>>>
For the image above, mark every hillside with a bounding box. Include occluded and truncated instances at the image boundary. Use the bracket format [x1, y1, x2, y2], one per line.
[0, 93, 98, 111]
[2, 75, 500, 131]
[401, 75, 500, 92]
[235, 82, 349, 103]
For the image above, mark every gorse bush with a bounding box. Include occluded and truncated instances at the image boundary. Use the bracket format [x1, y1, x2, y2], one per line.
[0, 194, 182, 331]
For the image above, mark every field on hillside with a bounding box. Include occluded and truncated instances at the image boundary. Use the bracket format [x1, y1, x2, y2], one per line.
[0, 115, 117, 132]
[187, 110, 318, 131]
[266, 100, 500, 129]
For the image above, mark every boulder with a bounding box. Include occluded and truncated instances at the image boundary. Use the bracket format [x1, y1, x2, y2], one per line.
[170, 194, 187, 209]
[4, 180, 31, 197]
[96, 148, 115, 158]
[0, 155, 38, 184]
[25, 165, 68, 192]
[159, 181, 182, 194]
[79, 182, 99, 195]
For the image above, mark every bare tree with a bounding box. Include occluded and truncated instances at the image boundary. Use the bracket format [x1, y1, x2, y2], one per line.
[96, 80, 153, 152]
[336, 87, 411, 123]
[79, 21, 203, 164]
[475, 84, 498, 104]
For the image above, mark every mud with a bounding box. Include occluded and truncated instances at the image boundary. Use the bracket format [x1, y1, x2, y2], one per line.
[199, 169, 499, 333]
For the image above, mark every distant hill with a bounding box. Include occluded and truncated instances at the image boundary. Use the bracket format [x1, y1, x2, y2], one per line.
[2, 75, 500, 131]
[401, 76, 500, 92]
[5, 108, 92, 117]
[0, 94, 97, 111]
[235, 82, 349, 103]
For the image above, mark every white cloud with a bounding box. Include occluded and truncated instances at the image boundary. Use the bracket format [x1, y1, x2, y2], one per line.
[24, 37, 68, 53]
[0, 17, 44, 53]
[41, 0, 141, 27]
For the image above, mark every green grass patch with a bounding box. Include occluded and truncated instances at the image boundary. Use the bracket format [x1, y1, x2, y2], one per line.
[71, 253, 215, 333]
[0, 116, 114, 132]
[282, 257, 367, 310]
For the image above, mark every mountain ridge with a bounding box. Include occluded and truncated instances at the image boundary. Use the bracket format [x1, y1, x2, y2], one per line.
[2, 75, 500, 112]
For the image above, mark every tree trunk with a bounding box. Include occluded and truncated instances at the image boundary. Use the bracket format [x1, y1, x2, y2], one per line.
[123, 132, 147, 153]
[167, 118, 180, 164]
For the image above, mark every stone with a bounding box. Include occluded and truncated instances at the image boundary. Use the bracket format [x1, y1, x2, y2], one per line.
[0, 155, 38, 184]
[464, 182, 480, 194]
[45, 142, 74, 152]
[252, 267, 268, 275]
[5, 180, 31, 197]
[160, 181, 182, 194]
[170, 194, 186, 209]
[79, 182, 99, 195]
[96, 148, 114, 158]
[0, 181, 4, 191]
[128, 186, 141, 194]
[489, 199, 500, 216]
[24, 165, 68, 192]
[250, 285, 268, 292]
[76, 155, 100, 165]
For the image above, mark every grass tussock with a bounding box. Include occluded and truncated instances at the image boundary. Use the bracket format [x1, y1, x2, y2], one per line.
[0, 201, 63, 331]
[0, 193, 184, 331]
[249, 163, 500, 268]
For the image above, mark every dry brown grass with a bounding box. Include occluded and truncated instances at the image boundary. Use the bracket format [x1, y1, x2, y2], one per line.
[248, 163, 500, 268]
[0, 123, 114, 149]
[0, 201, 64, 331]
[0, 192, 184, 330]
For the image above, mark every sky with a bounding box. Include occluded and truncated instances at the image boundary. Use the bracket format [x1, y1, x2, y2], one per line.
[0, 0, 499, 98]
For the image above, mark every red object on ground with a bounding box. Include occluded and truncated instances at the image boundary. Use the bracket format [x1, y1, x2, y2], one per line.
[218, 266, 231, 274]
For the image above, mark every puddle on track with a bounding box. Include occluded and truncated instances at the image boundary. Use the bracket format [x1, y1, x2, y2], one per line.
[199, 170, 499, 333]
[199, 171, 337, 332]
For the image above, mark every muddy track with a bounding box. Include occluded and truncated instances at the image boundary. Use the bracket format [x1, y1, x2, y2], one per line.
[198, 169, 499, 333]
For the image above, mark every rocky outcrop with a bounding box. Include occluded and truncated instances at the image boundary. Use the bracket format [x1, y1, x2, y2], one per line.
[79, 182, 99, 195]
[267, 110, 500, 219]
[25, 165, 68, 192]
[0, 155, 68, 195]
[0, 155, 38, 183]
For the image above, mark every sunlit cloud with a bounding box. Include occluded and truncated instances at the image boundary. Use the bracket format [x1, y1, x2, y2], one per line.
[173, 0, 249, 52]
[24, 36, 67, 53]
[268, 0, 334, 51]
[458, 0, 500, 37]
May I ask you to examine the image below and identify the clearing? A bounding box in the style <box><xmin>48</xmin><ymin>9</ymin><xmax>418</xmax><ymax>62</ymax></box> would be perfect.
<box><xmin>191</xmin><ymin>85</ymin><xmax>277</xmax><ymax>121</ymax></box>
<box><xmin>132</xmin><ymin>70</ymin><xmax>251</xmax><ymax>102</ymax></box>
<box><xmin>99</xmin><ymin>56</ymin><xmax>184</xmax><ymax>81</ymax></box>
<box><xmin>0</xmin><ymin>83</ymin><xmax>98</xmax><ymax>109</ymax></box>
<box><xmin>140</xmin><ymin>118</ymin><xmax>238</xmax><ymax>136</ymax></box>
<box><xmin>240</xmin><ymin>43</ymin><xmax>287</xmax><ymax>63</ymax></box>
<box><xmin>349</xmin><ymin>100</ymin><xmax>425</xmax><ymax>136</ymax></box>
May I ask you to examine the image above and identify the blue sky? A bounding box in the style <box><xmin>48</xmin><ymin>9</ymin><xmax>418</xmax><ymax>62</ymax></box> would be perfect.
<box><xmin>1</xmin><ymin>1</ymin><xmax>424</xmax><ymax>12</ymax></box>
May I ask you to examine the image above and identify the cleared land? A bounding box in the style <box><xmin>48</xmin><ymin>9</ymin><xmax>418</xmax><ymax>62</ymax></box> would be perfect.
<<<
_Exercise instructions_: Reproduce each entry in the listing character for character.

_Output for this task_:
For the image above, mark every hillside with a bounding box. Include occluded and truncated instances at the image boundary. Use the bracket format [x1, y1, x2, y2], one per line.
[0, 93, 98, 111]
[2, 75, 500, 131]
[401, 75, 500, 92]
[235, 82, 349, 103]
For the image above, mark every gorse bush with a bounding box. Include occluded and truncated instances at the image boundary. Use the bracket format [x1, y1, x2, y2], one per line.
[0, 194, 182, 331]
For the image above, mark every field on hillside with a bounding box. Include occluded and truncated instances at the image boundary. Use the bracket format [x1, y1, x2, y2], one per line.
[0, 115, 117, 132]
[187, 110, 318, 131]
[266, 100, 500, 129]
For the image above, mark every boulder with a bounding box. Include occluded and truncated instances at the image boundary. Use the bracket format [x1, y1, x2, y2], one per line.
[170, 194, 187, 209]
[4, 180, 31, 197]
[96, 148, 115, 158]
[0, 155, 38, 184]
[25, 165, 68, 192]
[159, 181, 182, 194]
[79, 182, 99, 195]
For the image above, mark every bare tree with a bounding box. Include occluded and truncated instances at the image boundary. Use the bracket format [x1, y1, x2, y2], one per line.
[96, 80, 153, 152]
[336, 87, 411, 123]
[79, 21, 203, 164]
[475, 84, 498, 104]
For the image above, mark every mud with a bounding box. Include occluded and truncated instances at the image boundary. Use the bracket format [x1, y1, x2, y2], one per line.
[199, 169, 499, 333]
For the image above, mark every distant hill with a bounding box. Include occluded and truncated instances at the image boundary. Use the bracket format [x1, y1, x2, y2], one per line.
[2, 75, 500, 131]
[401, 76, 500, 92]
[5, 108, 92, 117]
[0, 94, 97, 111]
[235, 82, 349, 103]
For the image above, mark every white cloud with a bounding box. Include occluded and truncated instances at the image boundary. Use the bracket format [x1, y1, x2, y2], one per line.
[24, 37, 68, 53]
[0, 17, 44, 53]
[41, 0, 141, 27]
For the image above, mark every green grass patch with a bounding box. Include occluded and truncated instances at the image boundary. Use the bracket format [x1, y1, x2, y2], one per line.
[71, 253, 215, 333]
[0, 116, 114, 132]
[282, 257, 367, 310]
For the image above, mark every mountain ridge with a bounding box. Include occluded and truncated instances at the image boundary. Use the bracket format [x1, y1, x2, y2], one per line.
[2, 75, 500, 112]
For the image above, mark every tree trunk with a bounding box. Include occluded and truncated instances at the image boundary. Use the bracket format [x1, y1, x2, y2], one per line.
[123, 132, 147, 153]
[167, 118, 180, 164]
For the image above, mark every stone with a bounding box. Include occluded and truncated instances at the image boundary. Use the bracket format [x1, y1, x2, y2], one per line.
[0, 155, 38, 184]
[464, 182, 480, 194]
[45, 142, 74, 152]
[252, 267, 268, 275]
[5, 180, 31, 197]
[160, 181, 182, 194]
[170, 194, 186, 209]
[79, 182, 99, 195]
[96, 148, 114, 158]
[0, 181, 4, 191]
[128, 186, 141, 194]
[489, 199, 500, 216]
[24, 165, 68, 192]
[250, 285, 268, 292]
[76, 155, 100, 165]
For the image above, mark every grass tussock with a bounding box. Include occluded and truncated instances at the image boundary. Use the bracket format [x1, y1, x2, y2], one per line.
[0, 201, 63, 331]
[0, 193, 184, 331]
[249, 163, 500, 268]
For the image above, mark every dry brown grass with a bounding box. Include occluded and truncated instances at the image boundary. Use the bracket format [x1, y1, x2, y2], one per line.
[248, 163, 500, 268]
[0, 123, 114, 149]
[0, 201, 64, 331]
[0, 192, 184, 330]
For the image above, mark every sky with a bounding box. Include occluded and truncated instances at the image boundary. Use the bracket format [x1, y1, x2, y2], one per line.
[0, 0, 499, 98]
For the image above, mark every red object on ground with a bounding box. Include occluded and truncated instances at the image boundary. Use the bracket format [x1, y1, x2, y2], one per line.
[218, 266, 231, 274]
For the image above, mark every puddle on track with a bounding box. Include occluded and truncated instances at the image boundary. Use the bracket format [x1, y1, x2, y2], one per line.
[199, 170, 499, 333]
[199, 171, 337, 332]
For the image above, mark every muddy track with a bounding box. Include occluded and truncated instances at the image boundary. Use the bracket format [x1, y1, x2, y2], one per line.
[198, 169, 499, 333]
For the image above, mark every rocky outcrop with a bounding box. Include occluded and truncated instances at the image boundary. Use the bracket format [x1, y1, x2, y2], one per line.
[79, 182, 99, 195]
[267, 110, 500, 219]
[25, 165, 68, 192]
[0, 155, 68, 195]
[0, 155, 38, 183]
For the image above, mark every sunlit cloud with a bounding box. Include occluded and truncated instances at the image boundary. Use the bracket format [x1, y1, x2, y2], one per line.
[173, 0, 249, 52]
[24, 36, 67, 53]
[268, 0, 334, 51]
[458, 0, 500, 37]
May I ask you to examine the image below and identify the clearing? A bounding box in the style <box><xmin>48</xmin><ymin>9</ymin><xmax>418</xmax><ymax>62</ymax></box> would be perfect.
<box><xmin>191</xmin><ymin>85</ymin><xmax>277</xmax><ymax>121</ymax></box>
<box><xmin>132</xmin><ymin>70</ymin><xmax>251</xmax><ymax>102</ymax></box>
<box><xmin>99</xmin><ymin>56</ymin><xmax>184</xmax><ymax>81</ymax></box>
<box><xmin>0</xmin><ymin>83</ymin><xmax>98</xmax><ymax>109</ymax></box>
<box><xmin>140</xmin><ymin>118</ymin><xmax>238</xmax><ymax>136</ymax></box>
<box><xmin>240</xmin><ymin>43</ymin><xmax>287</xmax><ymax>63</ymax></box>
<box><xmin>349</xmin><ymin>100</ymin><xmax>425</xmax><ymax>136</ymax></box>
May I ask you to examine the image above and identify the blue sky? A bounding box in the style <box><xmin>48</xmin><ymin>9</ymin><xmax>418</xmax><ymax>62</ymax></box> would be perfect.
<box><xmin>1</xmin><ymin>1</ymin><xmax>424</xmax><ymax>12</ymax></box>
May I ask you to examine the image above and identify the cleared land? A bounding box in the style <box><xmin>48</xmin><ymin>9</ymin><xmax>418</xmax><ymax>62</ymax></box> would be perfect.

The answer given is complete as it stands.